[Natural language region descriptions]

****************************************

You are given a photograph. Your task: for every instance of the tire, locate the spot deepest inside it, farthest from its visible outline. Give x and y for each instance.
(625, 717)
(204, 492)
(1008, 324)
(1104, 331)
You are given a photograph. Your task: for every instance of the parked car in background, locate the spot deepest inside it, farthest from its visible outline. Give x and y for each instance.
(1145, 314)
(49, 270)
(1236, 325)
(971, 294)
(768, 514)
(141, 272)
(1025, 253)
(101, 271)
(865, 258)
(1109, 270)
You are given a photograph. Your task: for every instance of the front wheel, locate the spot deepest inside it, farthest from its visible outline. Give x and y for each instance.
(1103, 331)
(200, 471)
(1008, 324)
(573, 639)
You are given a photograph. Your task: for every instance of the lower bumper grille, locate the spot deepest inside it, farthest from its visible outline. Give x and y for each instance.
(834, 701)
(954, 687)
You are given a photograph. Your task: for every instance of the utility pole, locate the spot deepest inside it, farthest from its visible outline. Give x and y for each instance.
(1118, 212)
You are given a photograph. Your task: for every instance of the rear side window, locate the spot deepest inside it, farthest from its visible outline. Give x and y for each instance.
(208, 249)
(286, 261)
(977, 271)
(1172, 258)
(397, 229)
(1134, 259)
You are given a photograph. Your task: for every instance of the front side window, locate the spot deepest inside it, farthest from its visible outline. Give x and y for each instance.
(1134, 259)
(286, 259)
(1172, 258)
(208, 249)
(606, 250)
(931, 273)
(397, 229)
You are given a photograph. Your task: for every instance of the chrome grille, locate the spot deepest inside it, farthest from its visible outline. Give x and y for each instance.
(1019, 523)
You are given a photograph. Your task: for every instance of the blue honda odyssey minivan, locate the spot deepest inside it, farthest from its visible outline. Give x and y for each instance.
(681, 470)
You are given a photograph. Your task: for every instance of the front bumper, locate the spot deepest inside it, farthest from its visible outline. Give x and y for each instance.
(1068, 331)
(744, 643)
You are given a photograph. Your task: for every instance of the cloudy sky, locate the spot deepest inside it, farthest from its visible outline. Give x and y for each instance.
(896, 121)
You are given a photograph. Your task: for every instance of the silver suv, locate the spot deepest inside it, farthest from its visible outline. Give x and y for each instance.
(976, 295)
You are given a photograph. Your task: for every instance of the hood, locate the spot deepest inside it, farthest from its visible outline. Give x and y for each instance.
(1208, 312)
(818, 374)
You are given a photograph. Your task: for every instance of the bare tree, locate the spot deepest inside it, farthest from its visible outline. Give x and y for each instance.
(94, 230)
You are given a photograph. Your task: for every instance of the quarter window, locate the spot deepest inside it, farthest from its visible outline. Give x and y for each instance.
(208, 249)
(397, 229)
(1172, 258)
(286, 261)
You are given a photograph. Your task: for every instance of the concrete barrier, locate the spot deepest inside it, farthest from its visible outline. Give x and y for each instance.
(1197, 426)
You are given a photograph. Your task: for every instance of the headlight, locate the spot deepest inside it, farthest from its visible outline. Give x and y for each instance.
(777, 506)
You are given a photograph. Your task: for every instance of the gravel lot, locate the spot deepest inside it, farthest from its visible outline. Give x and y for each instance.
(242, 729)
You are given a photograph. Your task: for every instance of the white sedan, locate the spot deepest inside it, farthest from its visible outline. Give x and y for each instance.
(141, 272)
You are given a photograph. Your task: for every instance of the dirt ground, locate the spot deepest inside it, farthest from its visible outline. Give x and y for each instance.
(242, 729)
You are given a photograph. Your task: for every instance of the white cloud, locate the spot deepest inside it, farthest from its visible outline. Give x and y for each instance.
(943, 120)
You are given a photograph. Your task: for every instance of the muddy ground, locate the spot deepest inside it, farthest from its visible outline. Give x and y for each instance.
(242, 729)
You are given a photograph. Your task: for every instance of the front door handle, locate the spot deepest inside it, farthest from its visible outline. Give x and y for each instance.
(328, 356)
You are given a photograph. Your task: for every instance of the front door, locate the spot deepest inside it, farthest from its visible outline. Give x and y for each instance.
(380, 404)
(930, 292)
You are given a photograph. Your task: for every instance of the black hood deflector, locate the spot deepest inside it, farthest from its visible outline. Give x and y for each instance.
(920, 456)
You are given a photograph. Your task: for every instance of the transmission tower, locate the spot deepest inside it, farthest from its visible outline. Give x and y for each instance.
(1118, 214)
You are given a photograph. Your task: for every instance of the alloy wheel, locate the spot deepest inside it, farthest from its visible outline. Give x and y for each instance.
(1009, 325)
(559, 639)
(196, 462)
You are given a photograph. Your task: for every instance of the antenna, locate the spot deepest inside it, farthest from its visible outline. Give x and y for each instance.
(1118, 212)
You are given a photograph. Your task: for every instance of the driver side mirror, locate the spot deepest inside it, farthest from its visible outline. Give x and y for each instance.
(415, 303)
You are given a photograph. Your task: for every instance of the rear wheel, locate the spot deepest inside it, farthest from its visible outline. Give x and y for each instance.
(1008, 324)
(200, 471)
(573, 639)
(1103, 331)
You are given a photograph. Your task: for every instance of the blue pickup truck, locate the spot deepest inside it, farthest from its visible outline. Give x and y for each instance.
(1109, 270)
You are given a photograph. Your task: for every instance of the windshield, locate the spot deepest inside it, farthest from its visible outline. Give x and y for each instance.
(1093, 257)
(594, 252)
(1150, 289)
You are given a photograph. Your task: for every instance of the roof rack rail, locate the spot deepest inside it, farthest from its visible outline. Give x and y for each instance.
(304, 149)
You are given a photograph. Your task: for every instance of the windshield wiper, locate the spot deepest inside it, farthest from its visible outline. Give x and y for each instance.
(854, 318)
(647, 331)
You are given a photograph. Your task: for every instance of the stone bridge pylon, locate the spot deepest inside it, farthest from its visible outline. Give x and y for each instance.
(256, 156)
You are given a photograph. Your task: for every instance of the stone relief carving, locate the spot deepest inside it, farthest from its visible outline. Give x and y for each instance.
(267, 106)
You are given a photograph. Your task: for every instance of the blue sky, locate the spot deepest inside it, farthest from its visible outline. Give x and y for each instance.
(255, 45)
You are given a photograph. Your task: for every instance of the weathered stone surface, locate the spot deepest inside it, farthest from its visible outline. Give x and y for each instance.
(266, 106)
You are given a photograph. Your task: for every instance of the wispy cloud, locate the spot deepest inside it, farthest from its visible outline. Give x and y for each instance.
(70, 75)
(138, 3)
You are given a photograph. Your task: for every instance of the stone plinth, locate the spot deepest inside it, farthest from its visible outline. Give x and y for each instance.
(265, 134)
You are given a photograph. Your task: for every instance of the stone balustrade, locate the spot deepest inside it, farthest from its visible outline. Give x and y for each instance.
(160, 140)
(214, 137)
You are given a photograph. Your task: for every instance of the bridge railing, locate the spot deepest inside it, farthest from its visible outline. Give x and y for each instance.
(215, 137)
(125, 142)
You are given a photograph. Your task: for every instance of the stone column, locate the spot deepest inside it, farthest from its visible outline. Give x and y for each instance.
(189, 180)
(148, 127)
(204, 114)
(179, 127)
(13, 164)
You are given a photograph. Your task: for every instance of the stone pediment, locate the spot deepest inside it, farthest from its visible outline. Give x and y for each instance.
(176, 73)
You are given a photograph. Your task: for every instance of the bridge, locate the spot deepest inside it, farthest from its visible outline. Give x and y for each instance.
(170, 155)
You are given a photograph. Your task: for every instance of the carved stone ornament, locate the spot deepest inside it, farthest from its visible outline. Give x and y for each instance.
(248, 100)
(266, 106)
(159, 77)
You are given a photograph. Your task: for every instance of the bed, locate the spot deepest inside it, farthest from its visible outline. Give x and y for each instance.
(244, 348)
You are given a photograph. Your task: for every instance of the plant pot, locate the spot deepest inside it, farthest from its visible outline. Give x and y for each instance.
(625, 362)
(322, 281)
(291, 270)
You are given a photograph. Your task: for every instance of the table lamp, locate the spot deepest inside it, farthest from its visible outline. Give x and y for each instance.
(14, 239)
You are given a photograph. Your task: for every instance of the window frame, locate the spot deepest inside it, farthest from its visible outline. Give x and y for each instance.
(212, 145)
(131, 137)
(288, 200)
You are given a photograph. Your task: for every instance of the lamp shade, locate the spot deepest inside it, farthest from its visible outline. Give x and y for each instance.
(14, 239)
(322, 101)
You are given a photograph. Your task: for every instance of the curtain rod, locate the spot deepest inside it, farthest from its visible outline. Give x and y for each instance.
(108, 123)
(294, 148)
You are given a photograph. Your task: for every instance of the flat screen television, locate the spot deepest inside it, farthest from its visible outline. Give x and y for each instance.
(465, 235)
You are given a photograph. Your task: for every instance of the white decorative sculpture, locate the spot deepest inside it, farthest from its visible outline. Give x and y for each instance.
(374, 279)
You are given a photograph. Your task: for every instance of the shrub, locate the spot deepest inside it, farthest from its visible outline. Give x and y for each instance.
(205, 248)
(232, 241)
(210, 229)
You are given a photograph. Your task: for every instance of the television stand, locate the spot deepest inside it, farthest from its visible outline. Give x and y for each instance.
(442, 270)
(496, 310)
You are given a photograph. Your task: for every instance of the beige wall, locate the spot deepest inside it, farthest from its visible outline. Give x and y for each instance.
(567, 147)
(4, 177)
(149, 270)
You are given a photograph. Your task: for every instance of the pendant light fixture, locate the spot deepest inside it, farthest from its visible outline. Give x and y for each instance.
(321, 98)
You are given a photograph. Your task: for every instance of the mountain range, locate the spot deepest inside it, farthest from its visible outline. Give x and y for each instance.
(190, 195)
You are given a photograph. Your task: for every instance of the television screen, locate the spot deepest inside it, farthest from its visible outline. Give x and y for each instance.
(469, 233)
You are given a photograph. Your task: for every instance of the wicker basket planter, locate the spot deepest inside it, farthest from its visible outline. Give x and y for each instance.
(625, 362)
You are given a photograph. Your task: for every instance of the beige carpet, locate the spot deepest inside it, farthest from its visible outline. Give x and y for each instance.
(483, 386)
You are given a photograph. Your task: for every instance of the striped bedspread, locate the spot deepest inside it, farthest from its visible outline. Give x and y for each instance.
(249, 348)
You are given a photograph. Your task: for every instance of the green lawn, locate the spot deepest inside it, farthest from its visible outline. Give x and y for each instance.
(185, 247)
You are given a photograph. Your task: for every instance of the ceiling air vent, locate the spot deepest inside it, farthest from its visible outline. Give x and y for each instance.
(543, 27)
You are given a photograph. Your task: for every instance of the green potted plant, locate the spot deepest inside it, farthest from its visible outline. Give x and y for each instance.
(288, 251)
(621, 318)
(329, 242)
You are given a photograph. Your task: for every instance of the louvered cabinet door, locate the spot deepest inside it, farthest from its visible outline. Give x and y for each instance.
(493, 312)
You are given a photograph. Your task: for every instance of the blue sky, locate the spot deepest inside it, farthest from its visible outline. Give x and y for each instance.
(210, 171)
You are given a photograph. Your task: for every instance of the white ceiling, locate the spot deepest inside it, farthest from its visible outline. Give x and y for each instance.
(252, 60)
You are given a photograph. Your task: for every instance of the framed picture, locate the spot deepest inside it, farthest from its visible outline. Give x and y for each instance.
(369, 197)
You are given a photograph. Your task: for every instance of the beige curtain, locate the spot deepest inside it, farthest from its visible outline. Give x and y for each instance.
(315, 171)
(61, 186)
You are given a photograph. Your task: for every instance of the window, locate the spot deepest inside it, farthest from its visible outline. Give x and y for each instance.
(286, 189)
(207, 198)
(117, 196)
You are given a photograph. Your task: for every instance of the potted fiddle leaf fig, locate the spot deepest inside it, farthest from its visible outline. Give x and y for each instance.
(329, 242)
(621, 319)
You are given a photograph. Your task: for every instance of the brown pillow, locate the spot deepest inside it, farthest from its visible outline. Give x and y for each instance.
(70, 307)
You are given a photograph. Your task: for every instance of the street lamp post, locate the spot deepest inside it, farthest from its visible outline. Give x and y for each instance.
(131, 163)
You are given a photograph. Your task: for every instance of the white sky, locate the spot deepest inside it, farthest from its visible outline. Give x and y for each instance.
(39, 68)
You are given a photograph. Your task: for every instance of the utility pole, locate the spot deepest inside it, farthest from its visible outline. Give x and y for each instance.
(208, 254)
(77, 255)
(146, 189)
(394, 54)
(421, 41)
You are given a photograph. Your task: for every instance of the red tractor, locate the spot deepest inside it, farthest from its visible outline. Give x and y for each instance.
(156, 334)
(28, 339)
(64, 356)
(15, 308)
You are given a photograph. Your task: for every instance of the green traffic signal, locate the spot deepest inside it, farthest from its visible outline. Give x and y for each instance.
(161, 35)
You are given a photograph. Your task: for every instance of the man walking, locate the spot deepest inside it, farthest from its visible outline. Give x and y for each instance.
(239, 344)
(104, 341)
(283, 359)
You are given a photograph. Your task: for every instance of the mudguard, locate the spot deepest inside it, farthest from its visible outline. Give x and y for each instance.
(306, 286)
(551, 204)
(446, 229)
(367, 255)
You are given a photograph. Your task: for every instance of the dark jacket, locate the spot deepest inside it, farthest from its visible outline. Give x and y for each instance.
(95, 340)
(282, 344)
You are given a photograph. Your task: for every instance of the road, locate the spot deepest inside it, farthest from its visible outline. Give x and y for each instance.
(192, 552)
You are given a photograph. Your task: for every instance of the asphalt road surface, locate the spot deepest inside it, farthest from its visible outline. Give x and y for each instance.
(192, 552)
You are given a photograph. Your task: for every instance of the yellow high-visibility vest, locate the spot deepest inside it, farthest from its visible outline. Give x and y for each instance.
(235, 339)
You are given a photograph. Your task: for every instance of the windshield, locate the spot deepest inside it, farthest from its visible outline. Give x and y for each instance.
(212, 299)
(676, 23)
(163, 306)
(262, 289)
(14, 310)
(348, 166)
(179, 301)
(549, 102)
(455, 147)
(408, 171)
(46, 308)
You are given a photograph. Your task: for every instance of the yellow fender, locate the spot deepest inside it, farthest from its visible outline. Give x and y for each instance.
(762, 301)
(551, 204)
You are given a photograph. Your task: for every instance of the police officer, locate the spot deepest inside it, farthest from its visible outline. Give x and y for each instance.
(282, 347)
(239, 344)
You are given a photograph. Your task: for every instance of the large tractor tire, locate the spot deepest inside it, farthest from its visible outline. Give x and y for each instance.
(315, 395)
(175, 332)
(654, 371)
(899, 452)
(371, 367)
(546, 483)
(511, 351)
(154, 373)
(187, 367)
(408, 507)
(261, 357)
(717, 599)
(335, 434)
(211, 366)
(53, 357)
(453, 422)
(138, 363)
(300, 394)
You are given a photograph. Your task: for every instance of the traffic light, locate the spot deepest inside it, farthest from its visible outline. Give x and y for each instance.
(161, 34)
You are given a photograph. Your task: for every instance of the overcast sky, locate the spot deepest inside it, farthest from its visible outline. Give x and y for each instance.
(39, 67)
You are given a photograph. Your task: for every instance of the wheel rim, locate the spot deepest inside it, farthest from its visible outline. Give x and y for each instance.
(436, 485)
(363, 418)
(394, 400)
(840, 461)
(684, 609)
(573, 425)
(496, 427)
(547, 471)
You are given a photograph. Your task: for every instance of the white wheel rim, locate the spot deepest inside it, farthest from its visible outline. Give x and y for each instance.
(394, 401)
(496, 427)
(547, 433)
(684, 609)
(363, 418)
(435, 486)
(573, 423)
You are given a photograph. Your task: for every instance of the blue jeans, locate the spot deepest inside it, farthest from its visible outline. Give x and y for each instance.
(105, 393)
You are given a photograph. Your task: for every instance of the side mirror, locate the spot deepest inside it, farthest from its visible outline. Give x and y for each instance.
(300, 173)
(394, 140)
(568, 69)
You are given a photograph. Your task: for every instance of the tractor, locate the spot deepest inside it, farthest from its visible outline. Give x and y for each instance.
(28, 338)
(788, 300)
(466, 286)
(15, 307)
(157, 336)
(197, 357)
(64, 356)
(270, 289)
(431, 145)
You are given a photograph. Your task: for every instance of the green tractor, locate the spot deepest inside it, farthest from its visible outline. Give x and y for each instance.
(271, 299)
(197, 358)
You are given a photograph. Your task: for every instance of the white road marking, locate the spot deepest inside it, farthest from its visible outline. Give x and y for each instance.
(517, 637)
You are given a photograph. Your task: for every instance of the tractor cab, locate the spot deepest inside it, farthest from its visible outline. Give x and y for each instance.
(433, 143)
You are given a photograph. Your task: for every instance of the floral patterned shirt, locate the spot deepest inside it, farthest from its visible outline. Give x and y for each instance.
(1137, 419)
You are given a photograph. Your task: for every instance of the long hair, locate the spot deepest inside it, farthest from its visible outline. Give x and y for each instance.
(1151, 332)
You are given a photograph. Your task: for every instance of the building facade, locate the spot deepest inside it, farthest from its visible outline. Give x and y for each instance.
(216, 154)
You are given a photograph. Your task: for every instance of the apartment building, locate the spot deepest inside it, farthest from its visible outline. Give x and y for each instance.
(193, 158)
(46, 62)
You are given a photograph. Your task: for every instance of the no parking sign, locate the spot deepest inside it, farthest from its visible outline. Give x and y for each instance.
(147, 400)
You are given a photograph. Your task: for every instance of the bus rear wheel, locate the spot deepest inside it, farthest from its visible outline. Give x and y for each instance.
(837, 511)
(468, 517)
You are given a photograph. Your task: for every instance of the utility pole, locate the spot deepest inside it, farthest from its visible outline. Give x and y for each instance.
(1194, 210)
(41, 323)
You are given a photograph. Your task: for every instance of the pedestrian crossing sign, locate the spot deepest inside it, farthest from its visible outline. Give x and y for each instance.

****************************************

▸ What you have to do:
Starting from the line that contains "the no parking", reproduce each line of the data exactly through the last one.

▸ Answer below:
You are given a photograph. Your task: for every instance of the no parking sign, locate the spot deepest inside it, farthest from its visible outline. Give x and y for each instance.
(147, 400)
You are given a photograph. Your task: for every instance of the bus rear wheel, locate the spot deepest inside it, farthest from its visible outline. Give x and y for each instance.
(837, 511)
(468, 517)
You are given a photograph. Your task: for every instance of the utility pole, locate the spot deepest inside it, farthest from its visible outline. Give x and y for each instance.
(1194, 210)
(41, 323)
You are given a photograph. Your task: for every instance of the pedestrian crossing sign, locate the spot deepest inside it, farthest from its visible outline. Give x and y for each instance.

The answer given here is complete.